▶ _EXERCISE GOAL_: Update every row below so that "masks" becomes "outlines" wherever it occurs, with all other text left unchanged, and omit the pictures from the result.

[Object outline annotations]

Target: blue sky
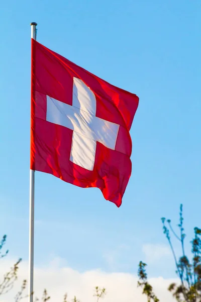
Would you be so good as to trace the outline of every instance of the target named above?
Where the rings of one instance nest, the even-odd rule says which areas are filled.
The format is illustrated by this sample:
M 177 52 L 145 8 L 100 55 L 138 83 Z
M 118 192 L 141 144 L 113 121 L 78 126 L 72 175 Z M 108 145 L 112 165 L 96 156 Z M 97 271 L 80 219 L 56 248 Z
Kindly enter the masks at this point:
M 39 42 L 140 98 L 120 208 L 98 189 L 36 174 L 36 264 L 59 257 L 81 271 L 135 273 L 145 246 L 166 244 L 160 217 L 176 224 L 180 203 L 191 239 L 200 226 L 200 0 L 2 4 L 0 230 L 12 255 L 28 257 L 31 22 Z M 151 275 L 174 276 L 167 261 L 151 262 Z

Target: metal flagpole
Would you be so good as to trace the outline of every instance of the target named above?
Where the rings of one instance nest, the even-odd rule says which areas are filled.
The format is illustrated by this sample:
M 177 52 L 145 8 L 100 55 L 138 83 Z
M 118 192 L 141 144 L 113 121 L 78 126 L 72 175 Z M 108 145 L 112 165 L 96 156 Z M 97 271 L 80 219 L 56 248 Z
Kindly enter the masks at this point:
M 36 40 L 36 28 L 37 24 L 31 23 L 31 37 Z M 33 54 L 32 54 L 33 55 Z M 29 222 L 29 300 L 33 302 L 34 297 L 34 181 L 35 171 L 30 170 L 30 222 Z

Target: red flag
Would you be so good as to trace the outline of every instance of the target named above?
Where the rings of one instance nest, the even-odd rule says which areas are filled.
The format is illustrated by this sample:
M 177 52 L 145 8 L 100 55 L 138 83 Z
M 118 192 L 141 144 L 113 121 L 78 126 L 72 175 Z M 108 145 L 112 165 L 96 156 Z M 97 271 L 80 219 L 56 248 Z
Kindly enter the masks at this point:
M 138 97 L 32 43 L 31 169 L 99 188 L 120 206 Z

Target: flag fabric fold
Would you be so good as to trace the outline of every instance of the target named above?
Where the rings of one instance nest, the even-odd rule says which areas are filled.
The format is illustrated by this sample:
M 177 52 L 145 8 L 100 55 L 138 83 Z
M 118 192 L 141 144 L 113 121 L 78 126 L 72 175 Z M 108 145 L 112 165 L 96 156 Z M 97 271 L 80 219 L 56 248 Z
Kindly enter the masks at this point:
M 131 174 L 139 99 L 32 39 L 31 169 L 119 207 Z

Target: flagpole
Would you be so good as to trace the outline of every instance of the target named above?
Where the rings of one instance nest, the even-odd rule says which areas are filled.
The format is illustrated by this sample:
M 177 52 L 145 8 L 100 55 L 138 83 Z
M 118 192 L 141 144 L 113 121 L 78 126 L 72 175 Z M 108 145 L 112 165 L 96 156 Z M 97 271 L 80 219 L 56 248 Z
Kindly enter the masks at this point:
M 36 40 L 37 24 L 31 23 L 31 38 Z M 32 53 L 32 55 L 33 54 Z M 29 300 L 33 302 L 34 297 L 34 183 L 35 171 L 30 170 L 30 221 L 29 221 Z

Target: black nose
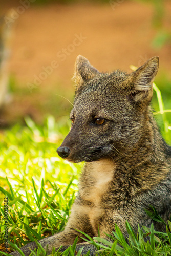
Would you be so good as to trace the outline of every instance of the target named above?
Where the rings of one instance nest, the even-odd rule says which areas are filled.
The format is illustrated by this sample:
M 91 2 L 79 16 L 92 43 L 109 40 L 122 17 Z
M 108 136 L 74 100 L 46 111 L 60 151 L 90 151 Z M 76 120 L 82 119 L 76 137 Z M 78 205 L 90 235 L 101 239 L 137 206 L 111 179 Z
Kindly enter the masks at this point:
M 67 146 L 59 146 L 56 151 L 60 157 L 66 158 L 70 155 L 70 148 Z

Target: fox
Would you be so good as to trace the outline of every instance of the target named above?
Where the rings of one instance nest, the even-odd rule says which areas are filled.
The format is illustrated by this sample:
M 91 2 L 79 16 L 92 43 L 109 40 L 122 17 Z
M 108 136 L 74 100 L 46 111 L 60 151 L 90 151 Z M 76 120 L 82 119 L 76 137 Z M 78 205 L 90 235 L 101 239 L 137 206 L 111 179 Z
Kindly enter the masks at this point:
M 81 231 L 112 241 L 116 223 L 128 237 L 127 221 L 164 231 L 145 209 L 155 207 L 167 222 L 171 214 L 171 147 L 162 138 L 151 106 L 153 84 L 159 59 L 152 57 L 132 73 L 117 70 L 101 73 L 87 59 L 76 59 L 75 93 L 70 113 L 71 129 L 57 150 L 69 162 L 85 162 L 79 192 L 64 230 L 38 242 L 48 253 L 63 251 L 78 237 L 76 251 L 96 254 Z M 24 255 L 37 248 L 21 248 Z M 11 255 L 18 256 L 13 252 Z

▶ _EXERCISE ANSWER_:
Target: blue sky
Would you be so good as to trace the outline of every instance of the target named above?
Where the rings of one instance nest, the even-odd rule says which areas are filled.
The format is illustrated by this sample:
M 177 52 L 145 8 L 100 55 L 138 83 Z
M 118 192 L 141 144 L 113 121 L 78 126 L 72 175 Z M 108 145 L 112 165 L 96 156 Z M 97 271 L 80 219 L 56 248 Z
Kindly enter the outlines at this point:
M 39 42 L 140 98 L 120 208 L 98 189 L 36 174 L 36 264 L 59 257 L 81 271 L 135 273 L 145 246 L 166 244 L 160 217 L 176 224 L 180 203 L 191 239 L 200 226 L 200 0 L 2 4 L 0 230 L 12 255 L 28 257 L 31 22 Z M 151 275 L 174 276 L 167 261 L 151 262 Z

Target: metal flagpole
Would you be so good as to trace the outline of every instance of the target named above?
Where the rings of one instance nest, the even-odd rule says which areas are filled.
The format is illustrated by this sample:
M 177 52 L 145 8 L 100 55 L 138 83 Z
M 118 192 L 141 144 L 113 121 L 78 126 L 72 175 Z M 108 145 L 112 165 L 96 156 Z M 97 271 L 80 219 L 56 248 Z
Kindly enter the outlines at this point:
M 36 40 L 36 28 L 37 24 L 31 23 L 31 37 Z M 33 54 L 32 54 L 33 55 Z M 29 222 L 29 300 L 33 302 L 34 297 L 34 181 L 35 171 L 30 170 L 30 222 Z

Target: red flag
Would you be so good as to trace the outline of every instance of the target named above?
Where the rings of one instance nest, the even-odd rule says which areas are filled.
The format is illustrated by this sample:
M 177 52 L 145 8 L 100 55 L 138 83 Z
M 118 192 L 141 144 L 113 121 L 78 126 L 72 175 Z M 108 145 L 112 165 L 96 156 Z M 97 271 L 80 219 L 56 248 Z
Kindly enter the outlines at this point:
M 138 97 L 32 43 L 31 169 L 99 188 L 120 206 Z

Target: flag fabric fold
Would you be so good as to trace the outline of every instance of the target named above?
Where the rings of one instance nest, the even-odd rule says which areas are filled.
The format is illustrated by this sample:
M 177 52 L 145 8 L 100 55 L 138 83 Z
M 118 192 L 141 144 L 113 121 L 78 126 L 72 175 Z M 108 145 L 112 165 L 96 156 Z M 97 271 L 80 219 L 56 248 Z
Kindly enter the outlines at this point:
M 131 174 L 139 99 L 32 39 L 31 169 L 119 207 Z

Target: flagpole
Would you be so good as to trace the outline of every instance of the target named above?
Where the rings of one instance nest, the even-odd rule says which areas are filled.
The format is illustrated by this sample:
M 177 52 L 145 8 L 100 55 L 138 83 Z
M 118 192 L 141 144 L 113 121 L 78 126 L 72 175 Z M 108 145 L 112 165 L 96 156 Z M 97 271 L 80 219 L 56 248 Z
Kindly enter the outlines at this point:
M 36 40 L 37 24 L 31 23 L 31 38 Z M 32 53 L 32 55 L 33 54 Z M 29 300 L 33 302 L 34 297 L 34 183 L 35 171 L 30 170 L 30 221 L 29 221 Z

Target: black nose
Would you be so good as to trace the outline of every instance of the target named above?
Where the rings of one instance nest, the even-odd rule says which areas are filled.
The format is illustrated by this sample:
M 91 2 L 79 16 L 92 43 L 109 40 L 122 17 Z
M 108 136 L 74 100 L 46 111 L 60 151 L 90 151 Z M 76 120 L 82 119 L 76 137 Z M 78 205 L 90 235 L 101 239 L 137 206 L 111 179 Z
Kindly enter the outlines at this point:
M 67 146 L 59 146 L 56 151 L 60 157 L 66 158 L 70 155 L 70 148 Z

Target: fox
Would you be so good as to trace the outline of every instance of the target named above?
Where the rings of one instance nest, the even-odd rule says which areas are filled.
The format is illustrated by this sample:
M 91 2 L 79 16 L 92 43 L 109 40 L 122 17 Z
M 108 136 L 74 100 L 46 111 L 60 151 L 90 151 Z M 76 120 L 82 119 L 76 137 Z M 78 205 L 90 235 L 101 239 L 137 206 L 111 179 Z
Kindly enter the outlines at this point:
M 81 231 L 112 241 L 116 223 L 128 237 L 127 221 L 164 231 L 145 209 L 155 207 L 167 222 L 171 214 L 171 147 L 162 138 L 151 106 L 153 84 L 159 59 L 152 57 L 132 73 L 117 70 L 101 73 L 87 59 L 76 59 L 75 93 L 70 113 L 71 129 L 57 150 L 69 162 L 85 162 L 79 192 L 64 230 L 38 242 L 48 253 L 63 251 L 78 237 L 76 251 L 96 254 Z M 24 255 L 37 248 L 21 248 Z M 11 255 L 18 256 L 13 252 Z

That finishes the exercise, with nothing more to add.